* **AIM**:
List every person the mortgage news text below mentions by name.

* **SELECTED EXCERPT**:
* * *

Pssst...efha.com is for sale. It was designed as a retail site, and the sale includes the domain name and redesigned screenshots. Visit efha.com for more details, and/or contact Ed Blanche at edblanch@rateprice.com. I guess it's the "new" economy.

Is anyone listening out there? Maybe: Treasury Secretary Timothy Geithner said he expects a U.S. housing regulator in the coming weeks to detail mortgage refinance programs that could help the battered housing market. "My sense is, based on what I've seen...it's going to be meaningful enough to make a difference...(the FHFA) is looking at a range of things and you'll see more details in a couple of weeks," Geithner said.

The Senate Committee on Banking, Housing and Urban Development has voted to confirm former Ohio Attorney General Richard Cordray as director of the Consumer Financial Protection Bureau. The committee approved the nomination by a party-line vote of 12-10, with all Republican members voting against, as the Republicans have repeatedly vowed to do until the CFPB is restructured. The nomination must now come to a vote before the full Senate to complete Cordray's confirmation. But Senate Minority Leader Mitch McConnell has united the Republican caucus to block the nomination until the CFPB is restructured.

Flood insurance is on the minds of many in real estate and mortgage banking, and enough so that Wells Fargo put out a "Risk Advisory Bulletin" to provide Sellers with a full understanding of Wells Fargo's flood insurance practices, the risks associated with insufficient coverage, and possible actions to minimize those risks. Wells will require borrowers be fully informed of flood insurance related issues and starting 1/1 "generic non investor-specific flood coverage language is required to be incorporated into lender disclosures provided to the borrower at or before loan settlement." As always, it is best to read the actual bulletin, in this case several pages. But, "The Flood Disaster Protection Act (FDPA) requires federally regulated lenders to ensure that adequate flood insurance coverage is in place for any property used as collateral for a loan that has a building (dwelling, structure, or improvements) located or to be located in a Special Flood Hazard Area (SFHA). Special Flood Hazard Areas are defined by FEMA as any flood zone A or V. Federally regulated mortgage lenders are required to determine whether or not a property is located in an SFHA, thus determining the need to purchase flood insurance. For both originating and servicing lenders, there is a great responsibility to monitor the need for flood insurance and ensure adequate coverage is maintained on subject properties. For servicing lenders, this also means ensuring sufficient coverage is maintained over the life of the loan."

In Wells' case, Wells Fargo Funding's flood insurance coverage requirements align with published Fannie Mae and Freddie Mac requirements, as well as the minimum compliant coverage amount as defined by FEMA Mandatory Purchase Guidelines, defined as the lesser of: unpaid balance of the loan, or replacement Cost Value (RCV); or National Flood Insurance Program (NFIP) Maximum Coverage Limit of $250,000. "During the time a loan is serviced by Wells Fargo Home Mortgage, however, it is our servicing policy that flood insurance be carried at the maximum amount available, meaning flood coverage must be equal to 100% of the Replacement Cost Value (RCV), up to the NFIP Maximum Coverage Limit of $250,000. Because hazard insurance is required to equal the full Replacement Cost Value, the amount of hazard coverage is generally used to determine adequate flood insurance coverage."

* * *

* **SOURCE EXCERPT**:

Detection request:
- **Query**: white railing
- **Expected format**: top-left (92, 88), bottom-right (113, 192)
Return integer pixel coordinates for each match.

* * *

* **REPLY**:
Ed Blanche
Timothy Geithner
Richard Cordray
Mitch McConnell